# [WHAT IS REQUIRED]
Copy out everything from the line containing "is wooden log" down to the line containing "left=579, top=277, right=640, bottom=296", including both of those lines, reproducing them verbatim from the records.
## Begin LISTED RECORDS
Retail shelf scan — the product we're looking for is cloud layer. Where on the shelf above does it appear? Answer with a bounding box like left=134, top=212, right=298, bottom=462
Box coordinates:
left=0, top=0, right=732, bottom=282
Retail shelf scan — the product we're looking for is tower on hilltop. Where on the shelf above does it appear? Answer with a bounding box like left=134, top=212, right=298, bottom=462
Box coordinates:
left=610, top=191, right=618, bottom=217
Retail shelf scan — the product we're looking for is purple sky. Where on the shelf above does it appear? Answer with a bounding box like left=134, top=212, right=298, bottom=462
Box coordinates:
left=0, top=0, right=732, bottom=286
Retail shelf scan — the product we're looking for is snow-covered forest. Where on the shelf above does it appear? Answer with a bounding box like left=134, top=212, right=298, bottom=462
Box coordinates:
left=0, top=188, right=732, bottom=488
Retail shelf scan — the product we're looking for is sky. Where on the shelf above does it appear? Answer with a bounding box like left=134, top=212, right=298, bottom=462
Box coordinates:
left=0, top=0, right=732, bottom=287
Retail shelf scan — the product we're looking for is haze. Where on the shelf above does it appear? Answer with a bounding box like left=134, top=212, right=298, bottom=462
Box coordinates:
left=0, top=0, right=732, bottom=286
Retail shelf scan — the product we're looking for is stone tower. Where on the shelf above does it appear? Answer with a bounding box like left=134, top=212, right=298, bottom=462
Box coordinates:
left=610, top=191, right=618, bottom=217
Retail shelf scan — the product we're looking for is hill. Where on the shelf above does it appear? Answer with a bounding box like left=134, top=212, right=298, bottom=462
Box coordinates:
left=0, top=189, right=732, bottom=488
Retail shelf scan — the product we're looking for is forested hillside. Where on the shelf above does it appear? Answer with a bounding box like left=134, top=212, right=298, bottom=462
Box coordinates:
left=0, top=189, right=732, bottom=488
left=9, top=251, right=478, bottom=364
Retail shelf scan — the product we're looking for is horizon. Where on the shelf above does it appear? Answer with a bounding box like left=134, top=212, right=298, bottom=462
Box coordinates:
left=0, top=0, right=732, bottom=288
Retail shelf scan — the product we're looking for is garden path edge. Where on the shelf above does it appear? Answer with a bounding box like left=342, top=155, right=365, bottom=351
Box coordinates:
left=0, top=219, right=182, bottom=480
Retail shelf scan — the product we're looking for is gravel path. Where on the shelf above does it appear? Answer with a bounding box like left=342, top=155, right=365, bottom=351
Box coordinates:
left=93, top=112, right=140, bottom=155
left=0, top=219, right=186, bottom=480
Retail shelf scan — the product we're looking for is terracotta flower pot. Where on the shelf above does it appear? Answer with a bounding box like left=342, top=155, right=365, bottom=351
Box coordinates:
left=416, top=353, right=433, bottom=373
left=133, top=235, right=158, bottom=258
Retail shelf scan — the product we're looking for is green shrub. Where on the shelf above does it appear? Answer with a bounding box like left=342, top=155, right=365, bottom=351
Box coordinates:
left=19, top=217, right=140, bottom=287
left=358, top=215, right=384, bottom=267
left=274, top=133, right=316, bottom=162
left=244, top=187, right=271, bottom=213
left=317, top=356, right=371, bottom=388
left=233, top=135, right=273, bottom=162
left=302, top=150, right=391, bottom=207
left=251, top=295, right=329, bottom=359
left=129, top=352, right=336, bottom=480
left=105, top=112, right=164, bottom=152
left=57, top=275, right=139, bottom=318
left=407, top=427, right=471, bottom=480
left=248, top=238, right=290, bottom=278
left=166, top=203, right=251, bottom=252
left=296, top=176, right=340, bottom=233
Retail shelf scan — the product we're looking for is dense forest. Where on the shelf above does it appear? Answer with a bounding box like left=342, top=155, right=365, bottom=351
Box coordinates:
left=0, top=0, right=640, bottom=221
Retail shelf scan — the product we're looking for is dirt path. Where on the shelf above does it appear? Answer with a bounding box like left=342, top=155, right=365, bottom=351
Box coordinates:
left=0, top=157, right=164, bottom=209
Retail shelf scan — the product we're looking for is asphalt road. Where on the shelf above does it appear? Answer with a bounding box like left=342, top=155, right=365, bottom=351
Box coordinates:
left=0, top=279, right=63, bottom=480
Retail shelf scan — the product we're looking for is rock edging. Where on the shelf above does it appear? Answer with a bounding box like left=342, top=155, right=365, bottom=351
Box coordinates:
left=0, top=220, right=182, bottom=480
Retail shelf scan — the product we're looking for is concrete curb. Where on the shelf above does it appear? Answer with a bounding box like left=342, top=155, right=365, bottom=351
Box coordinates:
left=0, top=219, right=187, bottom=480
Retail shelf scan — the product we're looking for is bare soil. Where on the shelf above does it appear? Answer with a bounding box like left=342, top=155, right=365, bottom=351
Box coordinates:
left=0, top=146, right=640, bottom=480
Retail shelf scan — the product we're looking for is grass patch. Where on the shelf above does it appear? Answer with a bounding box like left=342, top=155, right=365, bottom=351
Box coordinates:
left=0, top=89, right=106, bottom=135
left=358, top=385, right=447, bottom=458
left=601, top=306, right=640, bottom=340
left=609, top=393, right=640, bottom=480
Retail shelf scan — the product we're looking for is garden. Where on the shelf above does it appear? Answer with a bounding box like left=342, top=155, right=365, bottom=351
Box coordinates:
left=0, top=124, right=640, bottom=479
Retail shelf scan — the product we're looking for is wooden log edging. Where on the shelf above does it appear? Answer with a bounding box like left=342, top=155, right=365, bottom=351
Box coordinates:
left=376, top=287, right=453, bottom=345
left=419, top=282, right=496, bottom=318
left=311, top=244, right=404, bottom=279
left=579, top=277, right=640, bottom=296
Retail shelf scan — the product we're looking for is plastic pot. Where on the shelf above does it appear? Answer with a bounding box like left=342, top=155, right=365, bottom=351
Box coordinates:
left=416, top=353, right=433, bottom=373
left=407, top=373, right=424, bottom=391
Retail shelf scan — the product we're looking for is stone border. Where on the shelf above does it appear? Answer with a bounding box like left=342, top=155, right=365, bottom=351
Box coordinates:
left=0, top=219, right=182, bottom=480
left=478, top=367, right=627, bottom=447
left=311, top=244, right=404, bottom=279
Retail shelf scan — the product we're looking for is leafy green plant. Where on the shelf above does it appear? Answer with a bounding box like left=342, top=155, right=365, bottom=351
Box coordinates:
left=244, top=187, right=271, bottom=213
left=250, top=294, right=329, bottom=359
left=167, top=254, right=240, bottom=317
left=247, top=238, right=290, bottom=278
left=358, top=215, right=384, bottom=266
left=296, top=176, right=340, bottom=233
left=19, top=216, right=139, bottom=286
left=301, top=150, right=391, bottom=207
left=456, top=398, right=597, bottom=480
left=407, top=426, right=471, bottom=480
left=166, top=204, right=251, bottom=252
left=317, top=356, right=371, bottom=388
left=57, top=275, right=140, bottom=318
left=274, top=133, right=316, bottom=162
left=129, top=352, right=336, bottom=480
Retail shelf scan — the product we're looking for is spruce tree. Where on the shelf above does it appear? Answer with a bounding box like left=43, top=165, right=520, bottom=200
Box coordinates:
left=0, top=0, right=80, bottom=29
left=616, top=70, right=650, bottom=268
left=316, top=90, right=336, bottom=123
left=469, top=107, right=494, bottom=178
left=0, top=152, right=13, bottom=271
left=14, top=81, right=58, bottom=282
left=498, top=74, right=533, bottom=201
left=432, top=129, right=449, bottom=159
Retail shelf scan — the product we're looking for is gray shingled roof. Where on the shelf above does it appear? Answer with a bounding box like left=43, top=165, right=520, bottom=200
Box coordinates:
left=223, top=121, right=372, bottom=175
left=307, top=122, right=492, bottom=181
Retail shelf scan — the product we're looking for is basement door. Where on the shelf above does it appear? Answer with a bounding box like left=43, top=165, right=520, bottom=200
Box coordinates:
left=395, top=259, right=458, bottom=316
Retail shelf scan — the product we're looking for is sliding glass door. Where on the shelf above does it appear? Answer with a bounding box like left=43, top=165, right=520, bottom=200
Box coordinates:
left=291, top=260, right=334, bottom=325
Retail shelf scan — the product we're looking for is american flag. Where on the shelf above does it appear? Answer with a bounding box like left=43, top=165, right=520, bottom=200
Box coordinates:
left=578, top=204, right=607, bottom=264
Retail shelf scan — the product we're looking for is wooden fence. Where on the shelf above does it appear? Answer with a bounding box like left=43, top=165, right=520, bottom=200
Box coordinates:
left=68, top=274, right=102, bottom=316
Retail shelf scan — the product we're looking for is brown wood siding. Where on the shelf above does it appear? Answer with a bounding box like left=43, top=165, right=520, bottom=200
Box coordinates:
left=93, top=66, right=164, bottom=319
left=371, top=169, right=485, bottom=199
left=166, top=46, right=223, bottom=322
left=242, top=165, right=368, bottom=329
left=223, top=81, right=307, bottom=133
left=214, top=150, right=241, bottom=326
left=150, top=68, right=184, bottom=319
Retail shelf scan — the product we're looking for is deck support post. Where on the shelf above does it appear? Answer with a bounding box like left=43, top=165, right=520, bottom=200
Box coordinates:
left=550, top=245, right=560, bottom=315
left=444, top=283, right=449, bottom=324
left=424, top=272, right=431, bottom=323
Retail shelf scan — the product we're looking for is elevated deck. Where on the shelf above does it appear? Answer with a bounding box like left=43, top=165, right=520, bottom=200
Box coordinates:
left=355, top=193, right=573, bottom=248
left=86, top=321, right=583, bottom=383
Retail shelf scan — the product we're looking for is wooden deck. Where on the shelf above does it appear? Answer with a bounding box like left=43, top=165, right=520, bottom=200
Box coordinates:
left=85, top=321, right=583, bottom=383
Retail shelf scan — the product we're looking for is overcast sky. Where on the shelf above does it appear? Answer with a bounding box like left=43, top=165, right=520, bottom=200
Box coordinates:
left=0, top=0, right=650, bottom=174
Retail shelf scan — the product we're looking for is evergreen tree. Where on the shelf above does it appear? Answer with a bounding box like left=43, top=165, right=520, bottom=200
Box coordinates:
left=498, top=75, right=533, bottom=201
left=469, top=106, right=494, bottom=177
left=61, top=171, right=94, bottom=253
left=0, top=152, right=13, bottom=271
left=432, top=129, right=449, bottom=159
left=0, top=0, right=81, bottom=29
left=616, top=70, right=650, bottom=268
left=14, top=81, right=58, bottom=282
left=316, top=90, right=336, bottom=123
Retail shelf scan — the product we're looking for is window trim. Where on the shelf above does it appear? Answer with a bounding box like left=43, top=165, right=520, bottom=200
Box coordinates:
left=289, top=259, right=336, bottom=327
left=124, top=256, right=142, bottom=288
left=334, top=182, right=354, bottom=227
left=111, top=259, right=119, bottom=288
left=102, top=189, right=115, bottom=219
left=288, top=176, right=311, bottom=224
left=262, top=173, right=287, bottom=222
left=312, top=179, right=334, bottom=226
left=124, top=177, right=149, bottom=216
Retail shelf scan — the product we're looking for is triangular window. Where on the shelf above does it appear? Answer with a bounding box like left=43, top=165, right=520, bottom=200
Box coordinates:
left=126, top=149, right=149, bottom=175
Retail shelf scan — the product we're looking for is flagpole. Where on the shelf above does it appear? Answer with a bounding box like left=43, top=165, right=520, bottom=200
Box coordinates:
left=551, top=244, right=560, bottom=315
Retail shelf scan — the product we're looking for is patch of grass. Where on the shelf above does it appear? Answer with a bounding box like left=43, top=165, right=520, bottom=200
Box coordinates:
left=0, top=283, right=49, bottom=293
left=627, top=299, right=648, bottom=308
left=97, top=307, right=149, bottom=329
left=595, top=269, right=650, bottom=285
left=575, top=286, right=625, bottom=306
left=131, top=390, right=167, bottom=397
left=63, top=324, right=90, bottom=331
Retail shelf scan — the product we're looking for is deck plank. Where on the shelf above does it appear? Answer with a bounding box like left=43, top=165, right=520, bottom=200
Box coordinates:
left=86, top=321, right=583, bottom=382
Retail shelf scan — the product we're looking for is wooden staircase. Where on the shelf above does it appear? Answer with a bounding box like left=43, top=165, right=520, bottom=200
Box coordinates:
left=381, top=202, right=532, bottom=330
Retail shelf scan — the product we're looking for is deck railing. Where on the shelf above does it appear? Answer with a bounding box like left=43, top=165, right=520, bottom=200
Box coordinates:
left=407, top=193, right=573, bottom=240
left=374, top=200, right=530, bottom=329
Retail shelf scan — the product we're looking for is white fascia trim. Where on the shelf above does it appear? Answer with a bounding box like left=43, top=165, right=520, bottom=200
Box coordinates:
## End LISTED RECORDS
# [TASK ANSWER]
Retail shelf scan — the product we're looking for is wooden log edging. Where on the shelf above does it appear? Answer with a bounding box like left=342, top=155, right=365, bottom=351
Box coordinates:
left=376, top=287, right=453, bottom=345
left=419, top=282, right=496, bottom=318
left=311, top=244, right=404, bottom=279
left=579, top=277, right=640, bottom=296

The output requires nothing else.